Find the number of lines containing the string "wheel" in the data. Answer with the number by itself.

[Dataset entries]

════════════════

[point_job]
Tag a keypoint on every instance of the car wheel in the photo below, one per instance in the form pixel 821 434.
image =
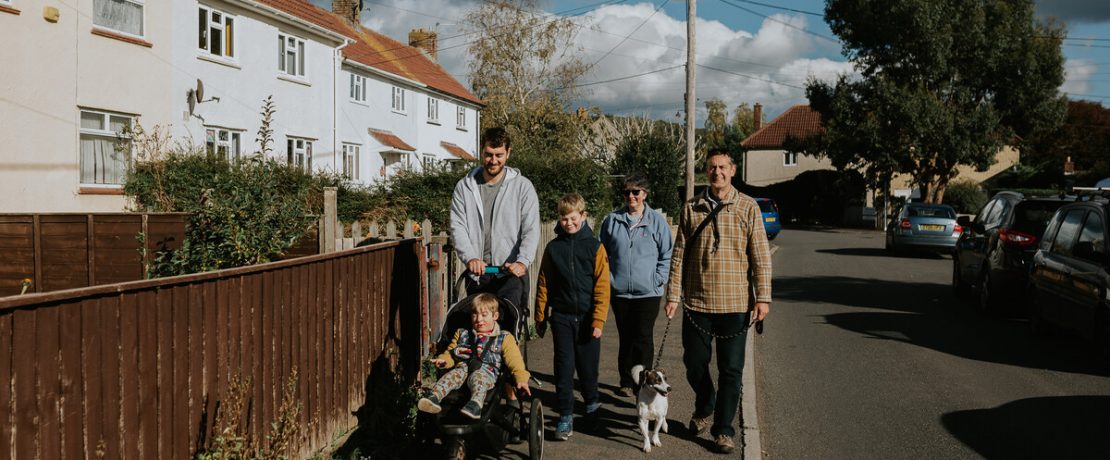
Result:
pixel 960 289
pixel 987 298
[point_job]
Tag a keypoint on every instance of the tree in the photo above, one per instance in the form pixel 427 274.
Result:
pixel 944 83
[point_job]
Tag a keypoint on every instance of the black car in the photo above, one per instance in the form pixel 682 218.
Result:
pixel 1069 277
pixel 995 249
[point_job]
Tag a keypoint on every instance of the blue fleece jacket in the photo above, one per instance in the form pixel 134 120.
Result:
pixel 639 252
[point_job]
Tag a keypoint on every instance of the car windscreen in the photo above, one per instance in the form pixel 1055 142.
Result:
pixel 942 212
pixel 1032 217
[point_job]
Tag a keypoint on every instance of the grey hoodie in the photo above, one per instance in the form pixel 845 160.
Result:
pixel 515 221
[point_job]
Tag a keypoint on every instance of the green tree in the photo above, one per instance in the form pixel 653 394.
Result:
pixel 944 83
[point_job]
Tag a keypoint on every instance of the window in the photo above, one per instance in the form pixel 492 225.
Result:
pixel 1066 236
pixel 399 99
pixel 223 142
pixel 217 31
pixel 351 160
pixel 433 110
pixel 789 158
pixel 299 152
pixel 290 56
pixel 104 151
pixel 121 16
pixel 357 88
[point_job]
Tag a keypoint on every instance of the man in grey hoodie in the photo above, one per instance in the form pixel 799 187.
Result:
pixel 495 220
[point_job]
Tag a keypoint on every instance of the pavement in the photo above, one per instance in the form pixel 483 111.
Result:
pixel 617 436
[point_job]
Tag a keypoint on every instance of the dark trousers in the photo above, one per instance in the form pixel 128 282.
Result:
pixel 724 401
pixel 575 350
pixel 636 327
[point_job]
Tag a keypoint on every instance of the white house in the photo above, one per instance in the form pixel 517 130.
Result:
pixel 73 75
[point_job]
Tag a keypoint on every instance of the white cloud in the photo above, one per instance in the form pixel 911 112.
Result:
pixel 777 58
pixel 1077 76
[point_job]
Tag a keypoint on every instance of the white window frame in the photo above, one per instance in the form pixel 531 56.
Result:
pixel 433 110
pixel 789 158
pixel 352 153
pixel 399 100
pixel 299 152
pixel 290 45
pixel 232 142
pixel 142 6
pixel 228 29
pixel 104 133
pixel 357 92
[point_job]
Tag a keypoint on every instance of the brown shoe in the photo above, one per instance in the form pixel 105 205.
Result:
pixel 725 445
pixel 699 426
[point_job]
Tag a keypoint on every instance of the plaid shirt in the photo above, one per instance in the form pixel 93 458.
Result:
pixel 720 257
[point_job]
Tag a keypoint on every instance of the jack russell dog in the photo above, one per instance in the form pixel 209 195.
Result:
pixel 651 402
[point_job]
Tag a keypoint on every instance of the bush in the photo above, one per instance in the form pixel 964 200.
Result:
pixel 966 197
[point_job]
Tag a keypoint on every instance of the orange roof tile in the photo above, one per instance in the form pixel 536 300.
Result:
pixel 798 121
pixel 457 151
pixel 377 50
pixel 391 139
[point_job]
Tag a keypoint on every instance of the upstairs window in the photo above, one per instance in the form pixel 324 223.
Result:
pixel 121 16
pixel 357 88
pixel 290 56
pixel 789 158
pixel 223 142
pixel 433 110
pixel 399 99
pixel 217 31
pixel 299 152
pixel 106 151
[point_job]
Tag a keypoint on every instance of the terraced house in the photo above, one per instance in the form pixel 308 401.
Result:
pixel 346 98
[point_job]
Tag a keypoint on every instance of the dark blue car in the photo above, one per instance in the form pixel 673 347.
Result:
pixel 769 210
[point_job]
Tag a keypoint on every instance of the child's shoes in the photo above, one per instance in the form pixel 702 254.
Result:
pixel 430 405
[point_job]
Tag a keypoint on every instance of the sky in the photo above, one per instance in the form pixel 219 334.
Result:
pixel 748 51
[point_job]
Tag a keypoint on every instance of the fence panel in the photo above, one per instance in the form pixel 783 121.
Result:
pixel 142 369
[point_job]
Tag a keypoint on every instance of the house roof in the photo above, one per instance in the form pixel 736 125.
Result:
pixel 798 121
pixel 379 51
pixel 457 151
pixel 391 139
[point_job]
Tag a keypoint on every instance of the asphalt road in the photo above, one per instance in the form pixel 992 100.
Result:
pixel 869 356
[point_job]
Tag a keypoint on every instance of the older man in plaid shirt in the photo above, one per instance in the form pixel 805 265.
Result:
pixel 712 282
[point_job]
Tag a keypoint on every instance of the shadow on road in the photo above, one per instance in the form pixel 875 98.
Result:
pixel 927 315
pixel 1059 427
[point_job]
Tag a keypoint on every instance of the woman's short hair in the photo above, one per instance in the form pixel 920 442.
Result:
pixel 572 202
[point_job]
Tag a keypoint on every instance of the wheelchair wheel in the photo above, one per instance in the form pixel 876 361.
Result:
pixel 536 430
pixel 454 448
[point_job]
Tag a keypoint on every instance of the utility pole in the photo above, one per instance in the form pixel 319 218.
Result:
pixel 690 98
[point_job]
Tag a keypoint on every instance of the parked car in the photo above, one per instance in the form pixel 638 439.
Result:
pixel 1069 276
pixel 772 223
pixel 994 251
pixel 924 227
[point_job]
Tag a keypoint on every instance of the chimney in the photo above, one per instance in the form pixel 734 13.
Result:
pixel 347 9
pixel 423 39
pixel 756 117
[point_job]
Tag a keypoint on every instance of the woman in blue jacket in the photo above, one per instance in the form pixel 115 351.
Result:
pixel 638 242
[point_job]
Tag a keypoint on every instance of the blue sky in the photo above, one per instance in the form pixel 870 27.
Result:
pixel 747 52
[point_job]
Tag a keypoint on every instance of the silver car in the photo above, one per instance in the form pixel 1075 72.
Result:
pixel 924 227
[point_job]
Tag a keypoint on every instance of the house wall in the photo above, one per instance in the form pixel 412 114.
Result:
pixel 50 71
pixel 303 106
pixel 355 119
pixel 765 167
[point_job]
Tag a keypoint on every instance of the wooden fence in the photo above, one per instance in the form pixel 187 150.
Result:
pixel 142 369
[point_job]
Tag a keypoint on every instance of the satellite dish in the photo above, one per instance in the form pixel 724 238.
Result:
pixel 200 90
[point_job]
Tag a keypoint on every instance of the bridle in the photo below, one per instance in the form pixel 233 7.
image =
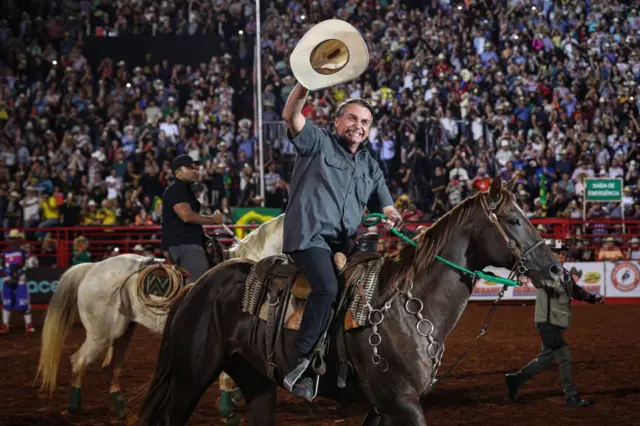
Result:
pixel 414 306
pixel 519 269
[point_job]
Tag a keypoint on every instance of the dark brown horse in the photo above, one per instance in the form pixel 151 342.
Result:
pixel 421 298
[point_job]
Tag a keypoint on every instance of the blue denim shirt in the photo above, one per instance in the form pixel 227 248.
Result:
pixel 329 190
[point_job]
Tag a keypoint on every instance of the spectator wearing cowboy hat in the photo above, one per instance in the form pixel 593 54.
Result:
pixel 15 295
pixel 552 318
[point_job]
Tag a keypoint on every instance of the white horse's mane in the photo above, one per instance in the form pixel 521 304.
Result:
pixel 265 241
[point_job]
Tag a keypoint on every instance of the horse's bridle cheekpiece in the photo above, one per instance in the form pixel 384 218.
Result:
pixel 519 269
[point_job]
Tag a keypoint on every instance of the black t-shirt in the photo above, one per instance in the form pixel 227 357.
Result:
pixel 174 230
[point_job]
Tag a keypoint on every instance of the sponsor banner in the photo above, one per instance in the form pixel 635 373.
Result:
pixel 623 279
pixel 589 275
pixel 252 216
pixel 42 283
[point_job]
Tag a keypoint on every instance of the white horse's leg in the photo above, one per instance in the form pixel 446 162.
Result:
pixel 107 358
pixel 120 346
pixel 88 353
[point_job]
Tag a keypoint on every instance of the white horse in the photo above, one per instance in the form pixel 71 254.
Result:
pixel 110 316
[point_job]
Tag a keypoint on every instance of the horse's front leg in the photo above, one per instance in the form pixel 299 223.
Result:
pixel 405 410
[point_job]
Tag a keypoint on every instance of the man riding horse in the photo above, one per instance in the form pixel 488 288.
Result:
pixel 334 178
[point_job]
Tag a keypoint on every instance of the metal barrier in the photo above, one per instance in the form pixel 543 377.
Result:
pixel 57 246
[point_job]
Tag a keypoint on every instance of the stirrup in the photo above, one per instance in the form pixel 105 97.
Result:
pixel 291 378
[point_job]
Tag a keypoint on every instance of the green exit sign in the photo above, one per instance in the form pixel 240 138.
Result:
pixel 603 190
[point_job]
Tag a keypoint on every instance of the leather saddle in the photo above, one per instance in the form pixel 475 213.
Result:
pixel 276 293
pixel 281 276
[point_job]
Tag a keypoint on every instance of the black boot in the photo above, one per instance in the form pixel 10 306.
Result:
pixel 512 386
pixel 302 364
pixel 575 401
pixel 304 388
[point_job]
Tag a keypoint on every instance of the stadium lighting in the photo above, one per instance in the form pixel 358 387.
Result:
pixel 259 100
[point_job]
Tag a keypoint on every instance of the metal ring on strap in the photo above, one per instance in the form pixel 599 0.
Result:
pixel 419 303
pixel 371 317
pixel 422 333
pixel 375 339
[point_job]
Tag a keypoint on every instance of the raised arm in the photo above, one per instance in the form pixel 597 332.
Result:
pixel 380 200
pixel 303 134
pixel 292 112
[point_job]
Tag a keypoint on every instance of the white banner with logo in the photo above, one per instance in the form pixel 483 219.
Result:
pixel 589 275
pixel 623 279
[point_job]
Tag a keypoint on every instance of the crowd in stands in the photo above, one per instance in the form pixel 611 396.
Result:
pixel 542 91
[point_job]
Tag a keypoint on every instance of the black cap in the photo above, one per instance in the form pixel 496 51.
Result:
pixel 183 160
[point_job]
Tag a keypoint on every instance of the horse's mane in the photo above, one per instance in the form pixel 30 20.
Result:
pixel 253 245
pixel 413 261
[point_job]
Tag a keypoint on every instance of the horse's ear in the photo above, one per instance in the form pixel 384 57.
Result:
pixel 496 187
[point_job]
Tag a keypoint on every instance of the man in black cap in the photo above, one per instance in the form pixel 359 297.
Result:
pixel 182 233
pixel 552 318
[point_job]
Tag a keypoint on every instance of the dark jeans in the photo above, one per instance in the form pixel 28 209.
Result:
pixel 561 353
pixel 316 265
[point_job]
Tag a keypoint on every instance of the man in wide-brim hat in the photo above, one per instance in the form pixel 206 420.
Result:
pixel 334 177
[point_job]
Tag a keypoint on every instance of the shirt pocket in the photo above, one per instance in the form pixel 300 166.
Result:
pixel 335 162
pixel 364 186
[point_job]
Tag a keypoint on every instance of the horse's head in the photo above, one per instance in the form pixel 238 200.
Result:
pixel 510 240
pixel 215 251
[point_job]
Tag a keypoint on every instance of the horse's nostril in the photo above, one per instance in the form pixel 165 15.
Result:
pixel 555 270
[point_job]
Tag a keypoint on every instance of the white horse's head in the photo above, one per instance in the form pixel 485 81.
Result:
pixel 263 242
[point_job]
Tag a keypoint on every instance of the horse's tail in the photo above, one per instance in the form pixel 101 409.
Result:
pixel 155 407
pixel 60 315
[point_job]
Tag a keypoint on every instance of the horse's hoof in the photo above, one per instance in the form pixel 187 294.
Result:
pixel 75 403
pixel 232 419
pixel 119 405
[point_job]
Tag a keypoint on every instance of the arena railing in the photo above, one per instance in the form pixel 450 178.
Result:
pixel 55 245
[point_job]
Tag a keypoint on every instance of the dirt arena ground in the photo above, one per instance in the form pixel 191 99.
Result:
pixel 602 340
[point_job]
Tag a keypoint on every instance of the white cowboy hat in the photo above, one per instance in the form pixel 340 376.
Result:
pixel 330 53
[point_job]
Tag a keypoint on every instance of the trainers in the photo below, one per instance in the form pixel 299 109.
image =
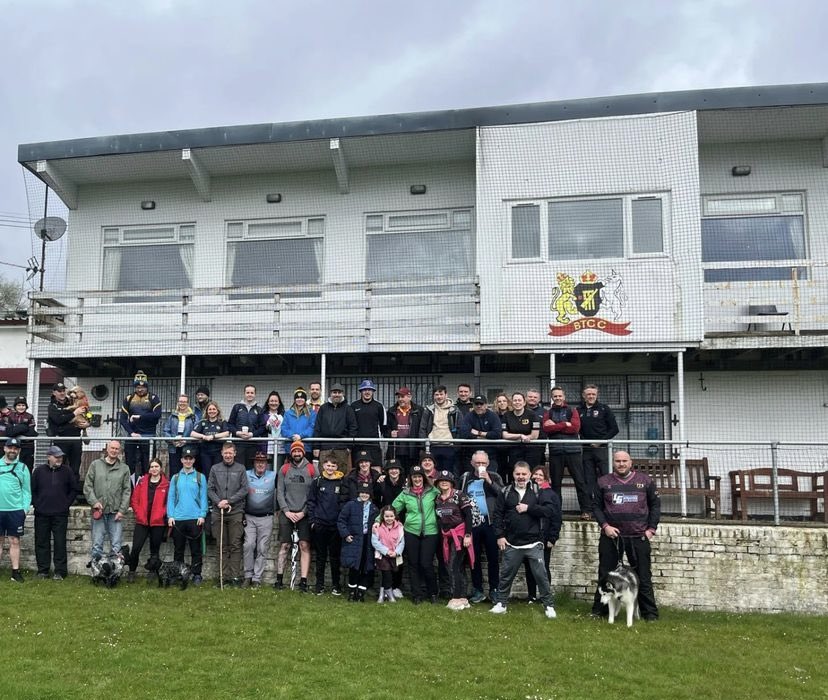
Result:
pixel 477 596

════════════════

§ Finished exercise:
2